◆ INPUT DATA ◆
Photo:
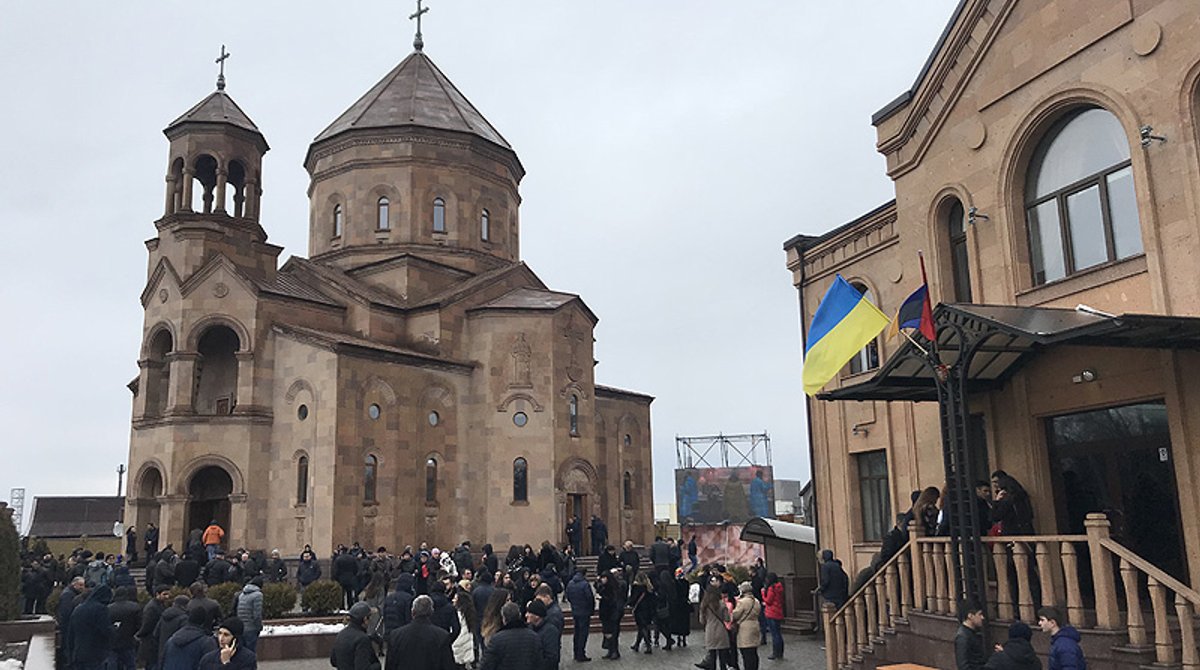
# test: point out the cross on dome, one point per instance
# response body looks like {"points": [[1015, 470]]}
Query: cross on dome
{"points": [[418, 42]]}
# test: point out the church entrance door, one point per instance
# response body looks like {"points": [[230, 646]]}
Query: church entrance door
{"points": [[208, 500]]}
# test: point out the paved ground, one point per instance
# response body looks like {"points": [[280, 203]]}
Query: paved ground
{"points": [[799, 652]]}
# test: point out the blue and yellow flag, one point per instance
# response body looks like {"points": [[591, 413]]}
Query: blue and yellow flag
{"points": [[845, 323]]}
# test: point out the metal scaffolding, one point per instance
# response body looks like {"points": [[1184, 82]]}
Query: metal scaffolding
{"points": [[723, 450]]}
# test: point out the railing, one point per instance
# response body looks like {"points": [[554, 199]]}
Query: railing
{"points": [[1027, 570]]}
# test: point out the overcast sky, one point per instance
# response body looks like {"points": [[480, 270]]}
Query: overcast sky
{"points": [[671, 148]]}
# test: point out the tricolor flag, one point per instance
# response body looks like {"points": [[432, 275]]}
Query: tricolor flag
{"points": [[915, 312], [845, 323]]}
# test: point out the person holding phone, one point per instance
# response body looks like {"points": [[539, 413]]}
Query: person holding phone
{"points": [[229, 654]]}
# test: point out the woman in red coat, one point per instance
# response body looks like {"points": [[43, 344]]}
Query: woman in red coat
{"points": [[773, 609]]}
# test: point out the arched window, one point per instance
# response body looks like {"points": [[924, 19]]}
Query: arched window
{"points": [[1079, 196], [383, 223], [431, 479], [574, 413], [520, 480], [370, 478], [868, 358], [303, 480], [960, 268], [439, 215]]}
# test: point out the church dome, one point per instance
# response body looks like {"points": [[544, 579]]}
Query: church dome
{"points": [[413, 168]]}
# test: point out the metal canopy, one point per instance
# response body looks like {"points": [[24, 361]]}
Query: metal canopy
{"points": [[1011, 336]]}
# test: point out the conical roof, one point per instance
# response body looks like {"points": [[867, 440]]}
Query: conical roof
{"points": [[415, 93], [217, 108]]}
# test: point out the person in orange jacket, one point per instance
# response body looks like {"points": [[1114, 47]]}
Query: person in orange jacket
{"points": [[213, 537]]}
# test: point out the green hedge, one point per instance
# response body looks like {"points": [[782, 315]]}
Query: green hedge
{"points": [[322, 597], [225, 593], [279, 599], [10, 568]]}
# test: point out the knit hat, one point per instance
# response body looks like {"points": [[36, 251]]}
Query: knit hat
{"points": [[1020, 629], [234, 626], [360, 611]]}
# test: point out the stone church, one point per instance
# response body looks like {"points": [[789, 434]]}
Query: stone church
{"points": [[409, 381]]}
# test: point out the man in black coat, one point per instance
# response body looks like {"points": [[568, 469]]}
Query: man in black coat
{"points": [[91, 630], [148, 628], [397, 606], [420, 644], [353, 648], [583, 604], [514, 646], [125, 612]]}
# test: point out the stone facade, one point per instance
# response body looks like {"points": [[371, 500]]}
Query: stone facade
{"points": [[388, 389], [1005, 77]]}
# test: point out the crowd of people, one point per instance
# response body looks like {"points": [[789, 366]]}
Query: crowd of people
{"points": [[423, 608]]}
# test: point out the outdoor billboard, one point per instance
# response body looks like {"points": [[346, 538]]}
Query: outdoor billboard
{"points": [[712, 495]]}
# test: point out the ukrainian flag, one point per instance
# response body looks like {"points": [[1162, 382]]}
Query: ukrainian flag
{"points": [[845, 323]]}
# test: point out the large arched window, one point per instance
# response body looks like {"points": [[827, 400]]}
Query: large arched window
{"points": [[520, 480], [383, 222], [303, 480], [431, 479], [960, 259], [439, 215], [868, 358], [370, 479], [1079, 196], [573, 410]]}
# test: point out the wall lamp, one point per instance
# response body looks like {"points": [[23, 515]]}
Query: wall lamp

◆ GIVEN EXERCISE ◆
Rewrite all of the records above, swapping "one point per instance" for "one point for each instance" wherever it occurs and keeping everything else the same. Leave the pictures out.

◆ FULL OUTPUT ◆
Photo:
# test: point out the cross on dome, one point for each instance
# response body looks like {"points": [[1015, 470]]}
Query: cross on dome
{"points": [[418, 42]]}
# test: point out the church entrance door, one point for each instance
# response body looks like {"points": [[230, 646]]}
Query: church entrance door
{"points": [[208, 500]]}
# test: point out the paved ground, one point for each instance
# response body looks like {"points": [[280, 203]]}
Query: paved ground
{"points": [[799, 652]]}
# test: point out the blue and yellow flag, one point for each instance
# response body looks like {"points": [[591, 413]]}
Query: blue and yellow flag
{"points": [[845, 323]]}
# test: point out the metal scaffolding, one point for each instance
# response body looks like {"points": [[1184, 82]]}
Query: metal scaffolding
{"points": [[723, 450]]}
# test: point out the railing, one point for each instance
# response body looks like {"points": [[554, 199]]}
Query: railing
{"points": [[1027, 570]]}
# test: point out the overcast sky, one point for each instance
# response body looks like {"points": [[480, 270]]}
Query: overcast sky
{"points": [[671, 148]]}
# test: point out the tricolor flag, one point for each instance
# response body looks like {"points": [[432, 275]]}
Query: tricolor flag
{"points": [[915, 312], [845, 323]]}
# test: point out the person holding phone, one point for each instance
# response body looks like {"points": [[539, 413]]}
Query: person holding phone
{"points": [[229, 654]]}
# test: point out the woman in red coat, one point for each instance
# response body looks like {"points": [[43, 344]]}
Query: woman in red coat
{"points": [[773, 609]]}
# test: point out the arched window, one point for each instance
# response body looks like {"points": [[924, 19]]}
Query: arched window
{"points": [[1079, 196], [383, 223], [431, 479], [574, 413], [520, 480], [370, 478], [868, 358], [303, 480], [960, 268], [439, 215]]}
# test: point out the church dome, one point for each instance
# response body looks like {"points": [[544, 579]]}
Query: church dome
{"points": [[413, 168]]}
# test: point out the metal canopy, one point for each instance
# response body looks like {"points": [[24, 361]]}
Query: metal canopy
{"points": [[1011, 336]]}
# test: point out the conical roof, one point for each instance
# response body looks like {"points": [[867, 440]]}
Query: conical roof
{"points": [[415, 93], [217, 108]]}
# test: point out the person in orange jacket, one point for each instance
# response body looks like {"points": [[1114, 47]]}
Query: person in orange jacket
{"points": [[213, 537]]}
# test: point out the green hedge, one point for each instance
# response body looks like {"points": [[782, 315]]}
Query: green hedge
{"points": [[322, 597], [225, 593], [279, 599], [10, 568]]}
# test: point out the knit hat, one point for each instance
# response body looks like {"points": [[36, 251]]}
Query: knit hat
{"points": [[1020, 629], [234, 626], [360, 611]]}
# test: point out the stone church, one point for each instance
# response body looks like {"points": [[789, 434]]}
Query: stone church
{"points": [[409, 381]]}
# test: point out the man in black coat, one point for each instance
# response body looks like {"points": [[568, 469]]}
Query: man in black coat
{"points": [[91, 630], [148, 628], [397, 606], [420, 644], [353, 648], [583, 604], [514, 646], [125, 612]]}
# test: point out the stone facade, one point for each instance
# response body looks like {"points": [[371, 500]]}
Query: stone facade
{"points": [[388, 389], [1005, 77]]}
# test: point out the crowd of people, one point for each instance
# response body looks like {"points": [[789, 366]]}
Query: crowd of people
{"points": [[423, 608]]}
# test: point out the outdoor billboard, one point for each instance
# response body looks like {"points": [[346, 538]]}
Query: outdoor billboard
{"points": [[712, 495]]}
# test: point out the ukrainian flag, one point for each instance
# response body looks like {"points": [[1162, 382]]}
Query: ukrainian flag
{"points": [[845, 323]]}
# test: point out the large arched window, one point for each instance
# response body looks like {"points": [[827, 400]]}
Query: large arched window
{"points": [[520, 480], [383, 222], [303, 480], [431, 479], [960, 259], [439, 215], [868, 358], [370, 479], [1079, 196], [573, 410]]}
# test: point out the wall lamp, one point for each instance
# response body looks like {"points": [[23, 515]]}
Query: wall lamp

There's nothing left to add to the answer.